Image-grounded pointing data:
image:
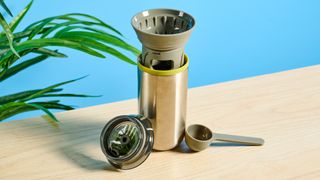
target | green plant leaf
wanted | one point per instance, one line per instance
(8, 33)
(19, 67)
(21, 95)
(106, 38)
(15, 22)
(5, 7)
(70, 17)
(99, 46)
(13, 108)
(45, 90)
(37, 43)
(49, 52)
(37, 106)
(68, 95)
(73, 22)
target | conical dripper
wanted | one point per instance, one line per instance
(163, 34)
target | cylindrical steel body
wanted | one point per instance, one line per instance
(162, 98)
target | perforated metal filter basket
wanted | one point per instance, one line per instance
(127, 141)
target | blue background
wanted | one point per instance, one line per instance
(232, 40)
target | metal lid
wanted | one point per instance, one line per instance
(127, 141)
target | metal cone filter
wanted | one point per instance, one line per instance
(163, 34)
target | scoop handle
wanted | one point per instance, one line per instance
(252, 141)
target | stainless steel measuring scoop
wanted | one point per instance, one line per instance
(199, 137)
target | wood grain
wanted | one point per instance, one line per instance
(283, 108)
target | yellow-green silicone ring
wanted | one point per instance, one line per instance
(165, 72)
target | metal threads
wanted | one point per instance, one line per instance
(168, 24)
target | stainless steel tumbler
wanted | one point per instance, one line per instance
(162, 98)
(163, 72)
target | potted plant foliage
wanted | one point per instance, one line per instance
(78, 31)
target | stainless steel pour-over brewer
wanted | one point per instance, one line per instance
(127, 140)
(163, 72)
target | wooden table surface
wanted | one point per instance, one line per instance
(283, 108)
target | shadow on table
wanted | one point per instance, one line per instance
(79, 143)
(183, 147)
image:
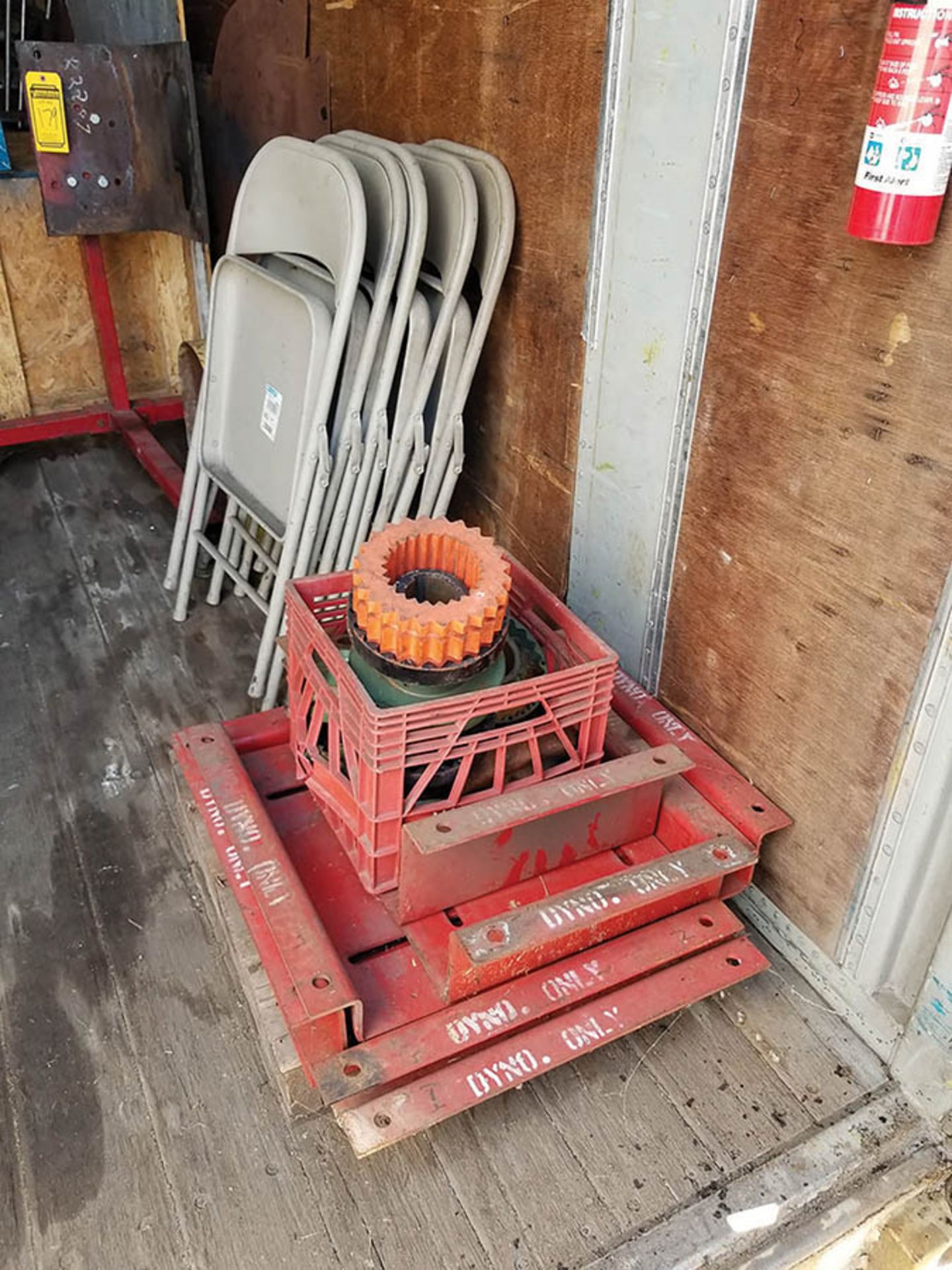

## Work item
Print all entries exactly; skip the pictures.

## Written response
image:
target | green plant leaf
wanted | one point per instance, one line per instance
(8, 33)
(19, 67)
(21, 95)
(106, 38)
(15, 22)
(5, 7)
(70, 17)
(99, 46)
(13, 108)
(45, 90)
(37, 43)
(49, 52)
(37, 106)
(68, 95)
(73, 22)
target | conical dripper
wanted | one point per instance, one line per instance
(163, 34)
target | cylindrical steel body
wanted | one point per instance, one line per instance
(162, 98)
target | perforated metal filter basket
wanted | one point per instance, one line per instance
(127, 141)
target | blue background
wanted | one point per instance, one line per instance
(232, 40)
target | metal lid
wanted | one point per instance, one line per instance
(127, 141)
target | metal cone filter
wanted | one point per instance, one line per instance
(163, 34)
target | scoop handle
wanted | one point per instance, one line per instance
(252, 141)
target | stainless steel measuring scoop
wanted | one point per instance, one line per instance
(199, 137)
target | wood grain
wanted | one point per instance, one line per instance
(283, 108)
target | yellow-green silicone ring
wanted | one point per instance, one line per instance
(165, 72)
target | metal threads
wanted | one point per instance, one line per instance
(168, 24)
target | stainless steel tumbler
wanted | one point per instance, one line per instance
(162, 98)
(163, 72)
target | potted plant foliage
wanted | one point per instance, one line per instance
(78, 31)
target | stainless steel pour-over brewer
wanted | one point per instance, one line per instance
(127, 140)
(163, 72)
target | wooden table surface
wanted | one point per instance, one line per instance
(283, 108)
target | shadow on table
wanted | one point per instance, one line per instance
(79, 143)
(183, 147)
image:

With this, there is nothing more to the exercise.